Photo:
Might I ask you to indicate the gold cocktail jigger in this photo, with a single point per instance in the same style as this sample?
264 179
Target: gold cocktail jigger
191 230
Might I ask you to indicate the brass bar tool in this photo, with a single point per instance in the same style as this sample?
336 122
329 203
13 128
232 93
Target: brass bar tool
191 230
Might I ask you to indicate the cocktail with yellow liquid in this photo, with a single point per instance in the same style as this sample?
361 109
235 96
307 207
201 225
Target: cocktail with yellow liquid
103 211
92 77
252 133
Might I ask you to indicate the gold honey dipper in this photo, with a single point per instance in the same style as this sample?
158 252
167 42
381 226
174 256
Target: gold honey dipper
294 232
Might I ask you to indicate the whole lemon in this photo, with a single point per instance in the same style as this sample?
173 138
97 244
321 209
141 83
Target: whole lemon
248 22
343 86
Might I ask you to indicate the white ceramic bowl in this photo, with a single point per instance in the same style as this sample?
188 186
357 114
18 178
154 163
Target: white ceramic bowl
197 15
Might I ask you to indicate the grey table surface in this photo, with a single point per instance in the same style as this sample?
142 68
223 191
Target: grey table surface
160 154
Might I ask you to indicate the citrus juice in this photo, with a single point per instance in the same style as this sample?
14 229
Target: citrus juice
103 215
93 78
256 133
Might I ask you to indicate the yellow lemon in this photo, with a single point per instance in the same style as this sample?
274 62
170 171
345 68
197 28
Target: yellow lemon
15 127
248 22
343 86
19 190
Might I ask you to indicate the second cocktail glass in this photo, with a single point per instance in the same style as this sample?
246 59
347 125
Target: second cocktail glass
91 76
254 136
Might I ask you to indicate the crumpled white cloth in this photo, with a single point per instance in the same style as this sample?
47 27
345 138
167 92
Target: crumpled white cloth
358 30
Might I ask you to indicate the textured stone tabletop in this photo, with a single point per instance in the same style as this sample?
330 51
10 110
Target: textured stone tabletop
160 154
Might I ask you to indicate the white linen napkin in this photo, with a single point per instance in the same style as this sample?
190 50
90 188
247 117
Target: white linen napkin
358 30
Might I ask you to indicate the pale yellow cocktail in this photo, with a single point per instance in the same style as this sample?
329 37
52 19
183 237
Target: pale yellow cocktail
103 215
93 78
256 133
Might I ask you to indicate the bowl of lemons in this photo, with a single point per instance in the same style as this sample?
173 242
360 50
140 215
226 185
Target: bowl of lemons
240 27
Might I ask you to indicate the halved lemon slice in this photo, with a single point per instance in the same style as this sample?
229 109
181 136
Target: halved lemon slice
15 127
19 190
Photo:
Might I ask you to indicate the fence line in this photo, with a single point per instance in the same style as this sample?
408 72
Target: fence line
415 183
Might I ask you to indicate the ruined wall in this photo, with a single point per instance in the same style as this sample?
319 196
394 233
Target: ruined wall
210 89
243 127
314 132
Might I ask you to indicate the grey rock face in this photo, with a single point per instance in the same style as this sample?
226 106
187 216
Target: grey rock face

## REQUIRED WORK
Go through the material and copy every line in which the word "rock" occurs.

## REPLY TO THE TASK
Might I ask you to indicate the grey rock face in this photo, with a single point per instance in the same style as this sample?
Target: grey rock face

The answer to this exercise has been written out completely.